##### 抜粋

トラネキサム酸は、『第一三共』が開発した成分で、古くから医薬品に用いられてきました。2005年資生堂によって、「トラネキサム酸」は医薬部外品の『美白有効成分』として厚生労働省から認可され、今では、医薬部外品に広く用いられています。
紫外線を浴びると、メラノサイトへ「メラニンを作りなさい!」という情報(シグナル)が伝達されます。これが『しみ情報』です。
この『しみ情報』を受け取ると、メラノサイトはしみの元である『メラニン』を作り始めますが、「トラネキサム酸」は、「しみ情報」の中のプロスタグランジンなどをブロックすることでメラニンの生成を抑制します。
これが「トラネキサム酸」の『美白メカニズム』です。
トラネキサム酸の美白メカニズムは、『しみ情報のブロック』です。
また、肌内部では、紫外線や摩擦・乾燥などの、日常生活で生じる刺激によって、微弱な『炎症』が慢性的に起こっています。
その時に発生する物質が、トリプターゼやサイトカインといわれる『炎症性物質』で、長期にわたってこれらの影響を受けると、ターンオーバーの乱れ・メラニンの産生促進・コラーゲンの破壊など、様々な肌トラブルが起こり、放置し続けると、「しみ」・「ハリの低下」・「くすみ」・「乾燥」などを引き起こします。
「トラネキサム酸」には、炎症性物質(トリプターゼ)をブロックする効果がありますから、「美白」だけでなく、『肌あれの有効成分』としても認められています。
このように「トラネキサム酸」は、『美白』と『肌あれ』の有効成分であり、2つの肌悩みに対し効果が期待できる、大変優れた成分です。
ただし、「美白」もしくは「肌あれ」の有効成分とするためには、『規定量の配合』が義務付けられています。この規定量を配合しないと、「美白」もしくは「肌あれ」の効果は期待できませんし、これら効果があると宣伝することは出来ません。これを逆手に、ユーザーにとってあまり好ましくない宣伝をするメーカーが存在しますからご注意ください。
ですから、『トラネキサム酸配合コスメ』を選ぶ際は、配合されているトラネキサム酸が、「美白」or「肌あれ」、どちらの有効成分かをしっかり確認し、ご自身の肌悩みに合わせてお選びください。
プロ厳選!注目のトラネキサム酸コスメ
資生堂「HAKU メラノフォーカスZ」
資生堂「HAKU」は、誰もが知る美白ブランドであり、美白市場に君臨するメガブランドです。

##########

-- 作業内容 --
A: 抜粋のうち、「トラネキサム酸の美白メカニズムは、『しみ情報のブロック』です。」で始まり「資生堂「HAKU メラノフォーカスZ」」で終わる部分を一字一句変えずに書き写してください。
B: 抜粋によると、トラネキサム酸が医薬部外品の美白有効成分として厚生労働省に認可されたのは何年ですか。
記録は抜粋とは別の資料です。

##### 記録データ

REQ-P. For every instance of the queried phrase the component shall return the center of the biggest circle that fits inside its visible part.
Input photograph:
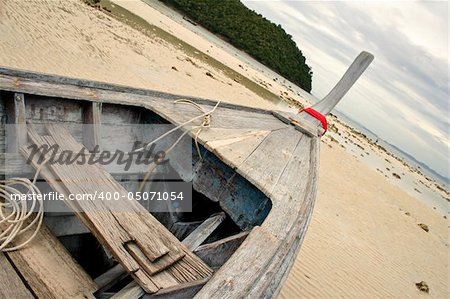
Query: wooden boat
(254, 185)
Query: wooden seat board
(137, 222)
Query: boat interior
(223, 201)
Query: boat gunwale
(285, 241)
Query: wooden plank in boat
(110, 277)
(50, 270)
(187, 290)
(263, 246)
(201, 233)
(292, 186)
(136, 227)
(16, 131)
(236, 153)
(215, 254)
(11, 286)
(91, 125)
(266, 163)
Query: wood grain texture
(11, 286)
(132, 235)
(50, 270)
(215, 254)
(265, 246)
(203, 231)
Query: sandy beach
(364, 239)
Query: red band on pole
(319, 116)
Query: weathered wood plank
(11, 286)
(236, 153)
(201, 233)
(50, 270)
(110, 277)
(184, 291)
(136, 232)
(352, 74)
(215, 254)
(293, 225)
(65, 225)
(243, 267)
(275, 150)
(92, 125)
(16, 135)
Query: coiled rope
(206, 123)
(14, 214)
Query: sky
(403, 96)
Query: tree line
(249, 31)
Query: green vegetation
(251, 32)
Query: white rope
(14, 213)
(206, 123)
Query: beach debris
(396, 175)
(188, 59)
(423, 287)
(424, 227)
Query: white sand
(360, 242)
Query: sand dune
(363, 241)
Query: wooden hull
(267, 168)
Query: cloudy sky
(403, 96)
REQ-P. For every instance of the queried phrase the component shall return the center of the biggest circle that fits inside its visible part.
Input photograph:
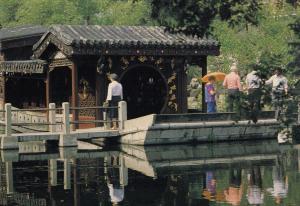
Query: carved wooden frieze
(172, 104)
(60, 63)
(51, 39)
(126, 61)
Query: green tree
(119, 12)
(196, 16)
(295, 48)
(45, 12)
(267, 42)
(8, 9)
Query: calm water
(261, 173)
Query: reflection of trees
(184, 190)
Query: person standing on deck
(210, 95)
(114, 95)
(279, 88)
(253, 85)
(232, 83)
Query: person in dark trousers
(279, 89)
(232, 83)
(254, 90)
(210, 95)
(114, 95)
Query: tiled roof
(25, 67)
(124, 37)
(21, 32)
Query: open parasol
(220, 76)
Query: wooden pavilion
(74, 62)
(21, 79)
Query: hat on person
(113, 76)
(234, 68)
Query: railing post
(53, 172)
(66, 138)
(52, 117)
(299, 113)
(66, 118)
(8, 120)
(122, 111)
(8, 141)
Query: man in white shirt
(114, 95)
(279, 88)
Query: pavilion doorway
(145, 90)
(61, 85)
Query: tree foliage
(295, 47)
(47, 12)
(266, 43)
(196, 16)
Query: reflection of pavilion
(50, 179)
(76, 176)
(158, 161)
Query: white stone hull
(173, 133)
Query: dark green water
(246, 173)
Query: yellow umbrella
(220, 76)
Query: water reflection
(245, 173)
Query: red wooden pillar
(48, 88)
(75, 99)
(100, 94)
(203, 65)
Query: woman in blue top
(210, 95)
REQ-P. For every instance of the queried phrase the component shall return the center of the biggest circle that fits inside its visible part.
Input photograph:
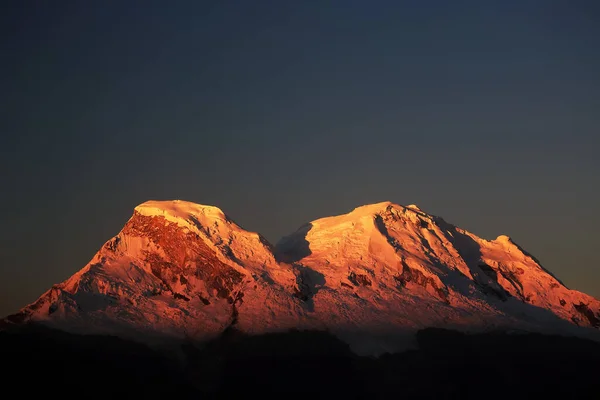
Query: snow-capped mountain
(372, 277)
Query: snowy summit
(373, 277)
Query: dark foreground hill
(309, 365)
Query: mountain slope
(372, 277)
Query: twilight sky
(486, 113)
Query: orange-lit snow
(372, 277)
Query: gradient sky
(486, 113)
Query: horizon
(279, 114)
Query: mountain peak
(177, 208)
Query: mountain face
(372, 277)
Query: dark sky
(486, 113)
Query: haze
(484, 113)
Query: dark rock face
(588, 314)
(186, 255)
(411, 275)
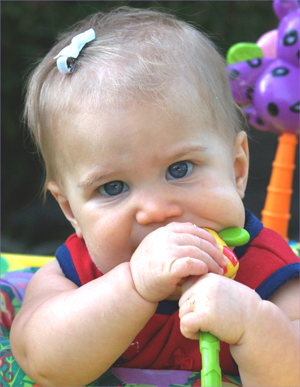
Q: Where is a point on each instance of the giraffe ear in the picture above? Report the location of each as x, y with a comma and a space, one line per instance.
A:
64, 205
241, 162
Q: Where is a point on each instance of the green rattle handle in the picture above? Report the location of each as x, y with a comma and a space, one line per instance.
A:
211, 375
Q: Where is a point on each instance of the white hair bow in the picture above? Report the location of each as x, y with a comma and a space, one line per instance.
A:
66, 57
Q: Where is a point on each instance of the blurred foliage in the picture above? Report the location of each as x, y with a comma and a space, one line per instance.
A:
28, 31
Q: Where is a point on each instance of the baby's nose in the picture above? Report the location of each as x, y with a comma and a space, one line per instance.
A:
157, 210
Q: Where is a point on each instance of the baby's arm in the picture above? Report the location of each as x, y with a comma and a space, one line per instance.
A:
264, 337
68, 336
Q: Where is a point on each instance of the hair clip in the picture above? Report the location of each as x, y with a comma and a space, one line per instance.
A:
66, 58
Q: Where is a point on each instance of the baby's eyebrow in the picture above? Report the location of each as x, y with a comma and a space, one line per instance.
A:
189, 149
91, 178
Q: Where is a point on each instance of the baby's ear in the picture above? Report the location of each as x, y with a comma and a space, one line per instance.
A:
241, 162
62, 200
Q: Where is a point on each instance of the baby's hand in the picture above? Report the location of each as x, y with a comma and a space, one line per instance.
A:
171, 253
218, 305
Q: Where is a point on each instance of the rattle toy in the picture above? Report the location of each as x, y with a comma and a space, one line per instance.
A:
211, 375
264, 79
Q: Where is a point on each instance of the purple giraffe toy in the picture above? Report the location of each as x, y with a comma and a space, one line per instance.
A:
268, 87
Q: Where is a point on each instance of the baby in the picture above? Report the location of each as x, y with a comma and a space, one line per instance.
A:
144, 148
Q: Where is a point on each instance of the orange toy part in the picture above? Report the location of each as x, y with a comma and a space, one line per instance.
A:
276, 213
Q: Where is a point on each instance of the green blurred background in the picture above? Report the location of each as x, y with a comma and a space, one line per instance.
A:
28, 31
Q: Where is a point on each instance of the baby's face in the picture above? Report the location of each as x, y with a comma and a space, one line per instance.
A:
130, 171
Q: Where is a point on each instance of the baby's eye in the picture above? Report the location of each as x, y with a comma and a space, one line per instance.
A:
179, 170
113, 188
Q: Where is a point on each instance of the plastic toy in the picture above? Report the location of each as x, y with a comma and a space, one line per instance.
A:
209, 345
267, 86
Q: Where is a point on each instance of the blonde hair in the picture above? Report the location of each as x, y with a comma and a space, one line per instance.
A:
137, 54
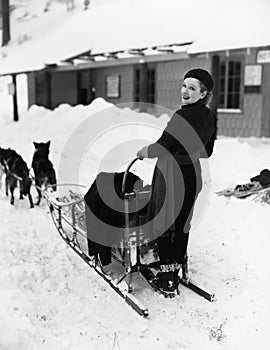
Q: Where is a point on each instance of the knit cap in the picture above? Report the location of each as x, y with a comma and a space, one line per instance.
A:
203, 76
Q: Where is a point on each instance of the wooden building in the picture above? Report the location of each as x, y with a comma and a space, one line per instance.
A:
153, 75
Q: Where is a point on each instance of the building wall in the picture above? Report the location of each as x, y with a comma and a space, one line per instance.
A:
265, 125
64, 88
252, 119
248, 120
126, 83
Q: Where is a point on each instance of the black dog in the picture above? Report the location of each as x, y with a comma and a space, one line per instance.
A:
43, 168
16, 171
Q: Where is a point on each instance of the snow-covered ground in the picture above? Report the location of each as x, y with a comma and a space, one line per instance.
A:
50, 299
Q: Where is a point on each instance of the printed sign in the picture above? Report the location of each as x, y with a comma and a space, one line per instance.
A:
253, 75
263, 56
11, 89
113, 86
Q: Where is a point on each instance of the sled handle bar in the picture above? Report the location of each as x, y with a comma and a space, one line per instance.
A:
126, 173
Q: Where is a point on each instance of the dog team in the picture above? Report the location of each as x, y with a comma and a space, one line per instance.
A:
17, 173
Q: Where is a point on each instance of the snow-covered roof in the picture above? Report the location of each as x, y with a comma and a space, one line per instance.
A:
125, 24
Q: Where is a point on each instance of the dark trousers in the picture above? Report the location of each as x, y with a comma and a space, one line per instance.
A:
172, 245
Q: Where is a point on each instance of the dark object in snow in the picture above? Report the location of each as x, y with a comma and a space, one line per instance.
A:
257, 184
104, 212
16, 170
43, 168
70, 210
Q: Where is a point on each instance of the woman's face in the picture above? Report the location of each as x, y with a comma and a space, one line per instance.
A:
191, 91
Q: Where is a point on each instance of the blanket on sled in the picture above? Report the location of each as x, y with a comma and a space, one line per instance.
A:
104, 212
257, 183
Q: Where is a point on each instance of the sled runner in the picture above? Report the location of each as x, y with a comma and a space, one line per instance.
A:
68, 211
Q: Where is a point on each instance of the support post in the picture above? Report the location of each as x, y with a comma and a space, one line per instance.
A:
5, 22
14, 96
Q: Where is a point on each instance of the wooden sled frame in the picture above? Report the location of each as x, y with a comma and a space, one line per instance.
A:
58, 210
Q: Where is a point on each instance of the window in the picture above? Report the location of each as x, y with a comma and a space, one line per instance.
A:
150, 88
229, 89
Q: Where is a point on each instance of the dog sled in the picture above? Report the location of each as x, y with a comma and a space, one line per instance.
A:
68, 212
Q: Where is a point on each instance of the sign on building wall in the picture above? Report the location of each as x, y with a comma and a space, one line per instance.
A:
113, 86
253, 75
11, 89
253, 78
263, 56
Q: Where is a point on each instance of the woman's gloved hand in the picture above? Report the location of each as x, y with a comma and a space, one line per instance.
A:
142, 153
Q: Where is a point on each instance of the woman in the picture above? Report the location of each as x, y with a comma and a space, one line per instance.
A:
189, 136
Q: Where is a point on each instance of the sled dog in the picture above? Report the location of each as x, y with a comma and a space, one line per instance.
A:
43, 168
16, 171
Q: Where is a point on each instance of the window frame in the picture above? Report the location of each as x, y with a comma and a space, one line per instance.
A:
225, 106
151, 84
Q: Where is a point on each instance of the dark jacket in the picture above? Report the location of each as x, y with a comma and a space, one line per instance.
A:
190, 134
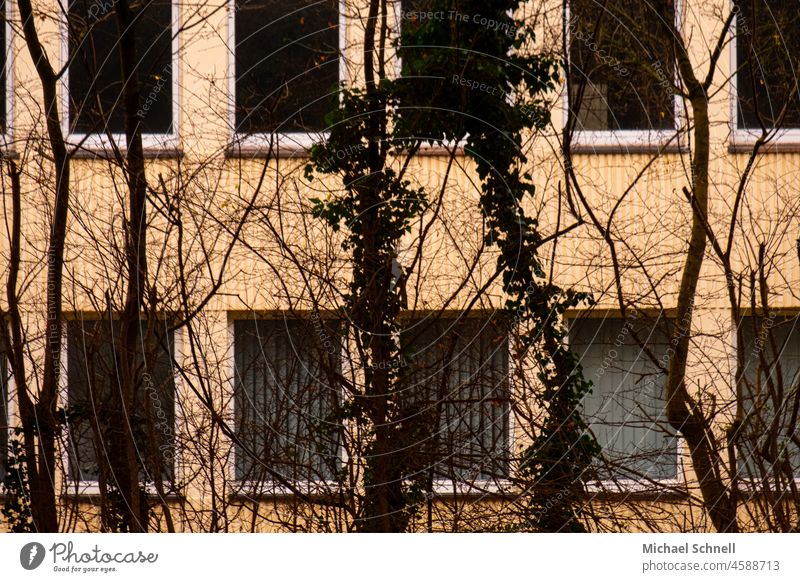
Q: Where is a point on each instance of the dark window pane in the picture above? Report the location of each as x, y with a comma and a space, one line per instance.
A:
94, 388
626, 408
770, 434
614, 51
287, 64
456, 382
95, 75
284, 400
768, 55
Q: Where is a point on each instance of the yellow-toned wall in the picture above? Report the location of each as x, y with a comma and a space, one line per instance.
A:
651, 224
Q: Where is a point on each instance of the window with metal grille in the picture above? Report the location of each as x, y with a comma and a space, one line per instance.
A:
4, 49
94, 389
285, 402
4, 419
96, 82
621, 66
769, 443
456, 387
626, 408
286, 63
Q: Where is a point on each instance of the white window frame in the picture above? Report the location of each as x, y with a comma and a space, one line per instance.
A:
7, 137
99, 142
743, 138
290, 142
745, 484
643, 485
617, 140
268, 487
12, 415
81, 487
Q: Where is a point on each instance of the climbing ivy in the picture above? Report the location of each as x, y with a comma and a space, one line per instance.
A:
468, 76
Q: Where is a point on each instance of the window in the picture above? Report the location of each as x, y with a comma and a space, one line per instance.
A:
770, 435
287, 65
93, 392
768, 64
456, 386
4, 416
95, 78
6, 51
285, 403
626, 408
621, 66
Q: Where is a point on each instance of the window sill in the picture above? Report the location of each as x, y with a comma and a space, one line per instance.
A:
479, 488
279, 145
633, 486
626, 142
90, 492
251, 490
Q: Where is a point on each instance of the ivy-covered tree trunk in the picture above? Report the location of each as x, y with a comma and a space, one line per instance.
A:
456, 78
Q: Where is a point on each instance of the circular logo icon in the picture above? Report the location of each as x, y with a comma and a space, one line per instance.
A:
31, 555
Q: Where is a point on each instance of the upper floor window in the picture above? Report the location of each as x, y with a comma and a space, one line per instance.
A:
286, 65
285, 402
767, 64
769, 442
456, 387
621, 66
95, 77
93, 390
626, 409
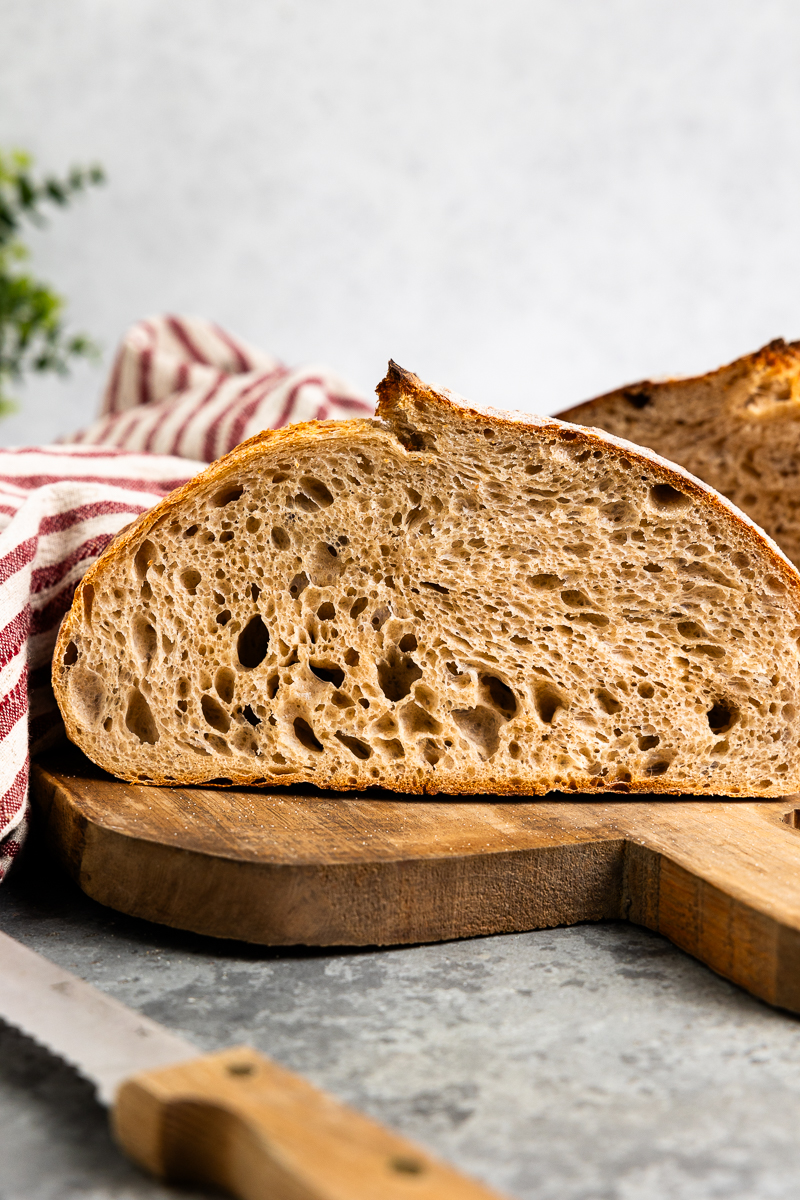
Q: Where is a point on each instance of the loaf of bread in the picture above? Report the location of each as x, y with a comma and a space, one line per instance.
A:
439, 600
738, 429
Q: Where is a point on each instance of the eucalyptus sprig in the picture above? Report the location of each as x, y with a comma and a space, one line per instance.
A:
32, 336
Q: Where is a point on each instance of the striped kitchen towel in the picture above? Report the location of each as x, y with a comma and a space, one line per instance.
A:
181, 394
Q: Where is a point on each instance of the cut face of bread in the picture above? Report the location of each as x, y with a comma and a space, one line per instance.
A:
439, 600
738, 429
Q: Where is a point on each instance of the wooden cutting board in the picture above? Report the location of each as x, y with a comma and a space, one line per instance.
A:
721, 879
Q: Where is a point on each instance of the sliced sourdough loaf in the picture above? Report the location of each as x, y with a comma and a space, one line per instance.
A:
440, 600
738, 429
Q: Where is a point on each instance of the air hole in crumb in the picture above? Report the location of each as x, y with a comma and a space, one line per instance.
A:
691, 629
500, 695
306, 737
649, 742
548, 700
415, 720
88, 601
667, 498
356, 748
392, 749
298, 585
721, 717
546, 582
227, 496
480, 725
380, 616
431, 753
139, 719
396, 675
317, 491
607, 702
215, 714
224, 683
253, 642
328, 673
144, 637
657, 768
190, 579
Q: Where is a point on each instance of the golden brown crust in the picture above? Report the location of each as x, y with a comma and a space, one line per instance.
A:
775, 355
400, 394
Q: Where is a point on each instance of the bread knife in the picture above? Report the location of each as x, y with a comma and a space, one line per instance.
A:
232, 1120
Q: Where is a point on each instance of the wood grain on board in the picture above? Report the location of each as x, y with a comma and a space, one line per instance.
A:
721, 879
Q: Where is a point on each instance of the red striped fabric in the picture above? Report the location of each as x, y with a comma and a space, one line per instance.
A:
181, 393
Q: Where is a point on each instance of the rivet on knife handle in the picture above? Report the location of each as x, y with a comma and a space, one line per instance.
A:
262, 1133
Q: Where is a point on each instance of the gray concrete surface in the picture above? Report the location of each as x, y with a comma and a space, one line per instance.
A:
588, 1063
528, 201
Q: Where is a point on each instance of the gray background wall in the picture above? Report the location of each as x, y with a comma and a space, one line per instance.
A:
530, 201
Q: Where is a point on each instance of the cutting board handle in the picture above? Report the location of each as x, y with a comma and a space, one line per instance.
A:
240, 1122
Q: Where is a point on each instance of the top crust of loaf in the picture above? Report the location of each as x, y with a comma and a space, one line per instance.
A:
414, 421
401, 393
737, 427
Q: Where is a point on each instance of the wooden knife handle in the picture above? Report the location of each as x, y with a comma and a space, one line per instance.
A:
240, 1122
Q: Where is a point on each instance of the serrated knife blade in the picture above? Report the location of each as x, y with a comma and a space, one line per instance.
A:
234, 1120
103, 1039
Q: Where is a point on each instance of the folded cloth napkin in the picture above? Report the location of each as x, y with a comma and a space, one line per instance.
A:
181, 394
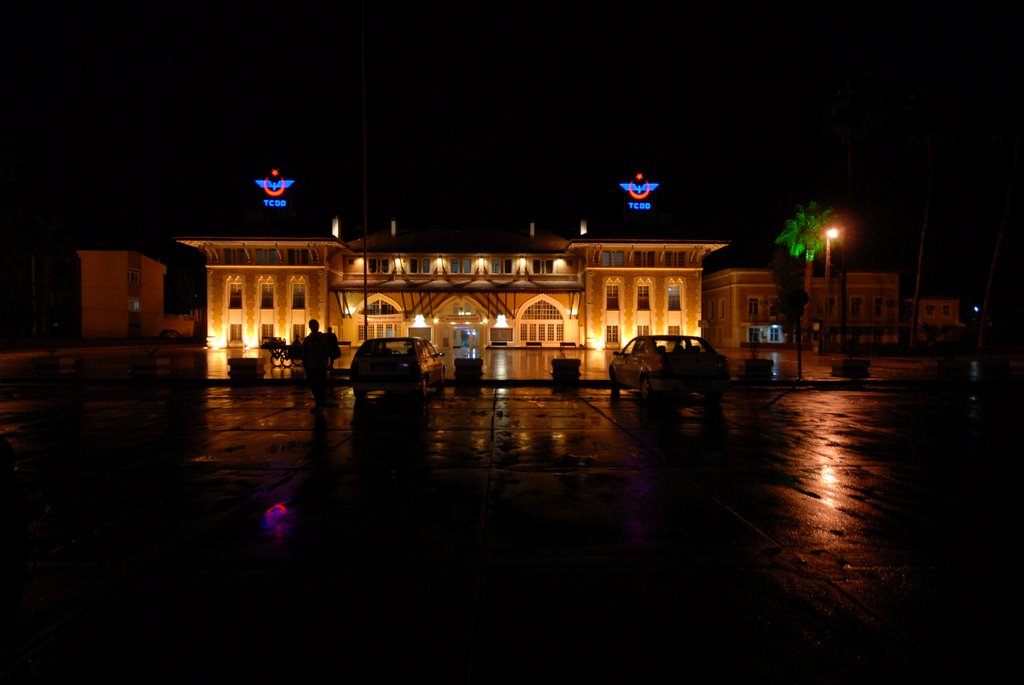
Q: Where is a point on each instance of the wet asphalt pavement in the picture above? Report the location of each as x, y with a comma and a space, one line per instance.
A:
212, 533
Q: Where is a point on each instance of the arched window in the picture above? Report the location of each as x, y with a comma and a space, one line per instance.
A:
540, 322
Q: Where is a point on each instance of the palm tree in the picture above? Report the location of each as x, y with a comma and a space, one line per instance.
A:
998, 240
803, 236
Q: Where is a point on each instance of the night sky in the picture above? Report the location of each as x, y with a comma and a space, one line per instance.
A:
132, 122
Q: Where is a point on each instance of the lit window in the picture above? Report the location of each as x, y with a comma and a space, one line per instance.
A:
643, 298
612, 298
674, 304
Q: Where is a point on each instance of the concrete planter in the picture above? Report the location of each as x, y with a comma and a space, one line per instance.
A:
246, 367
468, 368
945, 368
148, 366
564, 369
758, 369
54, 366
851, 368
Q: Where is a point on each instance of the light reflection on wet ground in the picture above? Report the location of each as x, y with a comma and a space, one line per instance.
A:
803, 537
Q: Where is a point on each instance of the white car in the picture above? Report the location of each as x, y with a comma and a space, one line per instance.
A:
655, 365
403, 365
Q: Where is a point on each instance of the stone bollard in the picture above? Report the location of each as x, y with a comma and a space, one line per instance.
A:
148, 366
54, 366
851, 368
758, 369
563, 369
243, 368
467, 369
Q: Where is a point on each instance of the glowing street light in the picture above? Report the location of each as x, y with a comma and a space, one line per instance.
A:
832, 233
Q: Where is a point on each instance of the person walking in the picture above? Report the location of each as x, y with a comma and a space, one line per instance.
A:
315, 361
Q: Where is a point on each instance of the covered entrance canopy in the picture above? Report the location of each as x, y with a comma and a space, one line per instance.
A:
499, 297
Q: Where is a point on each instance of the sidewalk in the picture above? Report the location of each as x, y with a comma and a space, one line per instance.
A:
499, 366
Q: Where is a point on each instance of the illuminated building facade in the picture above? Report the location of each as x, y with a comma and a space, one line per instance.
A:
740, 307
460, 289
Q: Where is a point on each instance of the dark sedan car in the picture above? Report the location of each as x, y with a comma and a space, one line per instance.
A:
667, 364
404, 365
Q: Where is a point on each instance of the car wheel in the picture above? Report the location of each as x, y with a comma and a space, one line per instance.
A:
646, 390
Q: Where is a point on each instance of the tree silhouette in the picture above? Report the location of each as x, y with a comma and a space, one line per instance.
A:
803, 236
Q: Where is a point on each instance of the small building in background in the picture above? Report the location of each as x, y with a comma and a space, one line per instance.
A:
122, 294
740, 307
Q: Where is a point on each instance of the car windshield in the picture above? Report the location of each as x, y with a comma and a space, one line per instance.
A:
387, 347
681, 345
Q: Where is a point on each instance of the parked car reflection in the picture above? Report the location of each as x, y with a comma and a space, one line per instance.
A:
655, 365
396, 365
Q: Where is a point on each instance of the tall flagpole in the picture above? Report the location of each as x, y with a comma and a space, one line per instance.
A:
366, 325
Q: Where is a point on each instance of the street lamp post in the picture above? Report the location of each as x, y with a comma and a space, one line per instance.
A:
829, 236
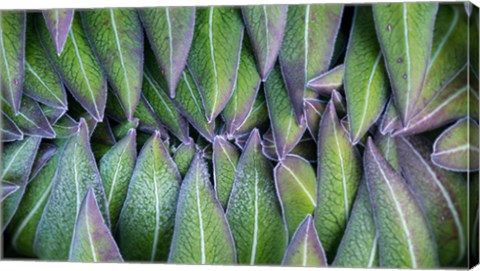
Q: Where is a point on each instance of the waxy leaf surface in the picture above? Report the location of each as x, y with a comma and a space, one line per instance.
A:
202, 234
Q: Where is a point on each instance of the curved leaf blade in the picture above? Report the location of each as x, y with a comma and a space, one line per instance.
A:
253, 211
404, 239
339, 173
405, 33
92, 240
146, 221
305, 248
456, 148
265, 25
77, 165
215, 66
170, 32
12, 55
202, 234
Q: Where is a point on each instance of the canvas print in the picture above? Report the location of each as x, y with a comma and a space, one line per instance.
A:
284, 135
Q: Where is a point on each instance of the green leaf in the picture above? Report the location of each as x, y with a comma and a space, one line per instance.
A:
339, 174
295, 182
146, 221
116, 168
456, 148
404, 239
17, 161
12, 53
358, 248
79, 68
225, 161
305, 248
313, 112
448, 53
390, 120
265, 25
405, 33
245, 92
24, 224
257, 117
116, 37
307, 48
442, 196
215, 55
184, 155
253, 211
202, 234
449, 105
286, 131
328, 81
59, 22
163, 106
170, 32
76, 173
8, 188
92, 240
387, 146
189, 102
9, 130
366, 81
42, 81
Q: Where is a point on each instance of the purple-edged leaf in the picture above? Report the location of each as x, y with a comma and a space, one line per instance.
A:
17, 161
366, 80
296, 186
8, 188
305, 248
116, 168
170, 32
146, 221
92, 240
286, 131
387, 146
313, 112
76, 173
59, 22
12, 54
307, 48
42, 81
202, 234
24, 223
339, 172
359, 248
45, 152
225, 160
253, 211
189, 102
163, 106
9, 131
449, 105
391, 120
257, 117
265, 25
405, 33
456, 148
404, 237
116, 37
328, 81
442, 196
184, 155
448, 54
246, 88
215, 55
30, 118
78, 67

##########

-- 番号別解答 --
A:
トラネキサム酸の美白メカニズムは、『しみ情報のブロック』です。
また、肌内部では、紫外線や摩擦・乾燥などの、日常生活で生じる刺激によって、微弱な『炎症』が慢性的に起こっています。
その時に発生する物質が、トリプターゼやサイトカインといわれる『炎症性物質』で、長期にわたってこれらの影響を受けると、ターンオーバーの乱れ・メラニンの産生促進・コラーゲンの破壊など、様々な肌トラブルが起こり、放置し続けると、「しみ」・「ハリの低下」・「くすみ」・「乾燥」などを引き起こします。
「トラネキサム酸」には、炎症性物質(トリプターゼ)をブロックする効果がありますから、「美白」だけでなく、『肌あれの有効成分』としても認められています。
このように「トラネキサム酸」は、『美白』と『肌あれ』の有効成分であり、2つの肌悩みに対し効果が期待できる、大変優れた成分です。
ただし、「美白」もしくは「肌あれ」の有効成分とするためには、『規定量の配合』が義務付けられています。この規定量を配合しないと、「美白」もしくは「肌あれ」の効果は期待できませんし、これら効果があると宣伝することは出来ません。これを逆手に、ユーザーにとってあまり好ましくない宣伝をするメーカーが存在しますからご注意ください。
ですから、『トラネキサム酸配合コスメ』を選ぶ際は、配合されているトラネキサム酸が、「美白」or「肌あれ」、どちらの有効成分かをしっかり確認し、ご自身の肌悩みに合わせてお選びください。
プロ厳選!注目のトラネキサム酸コスメ
資生堂「HAKU メラノフォーカスZ」

B: 2005年です。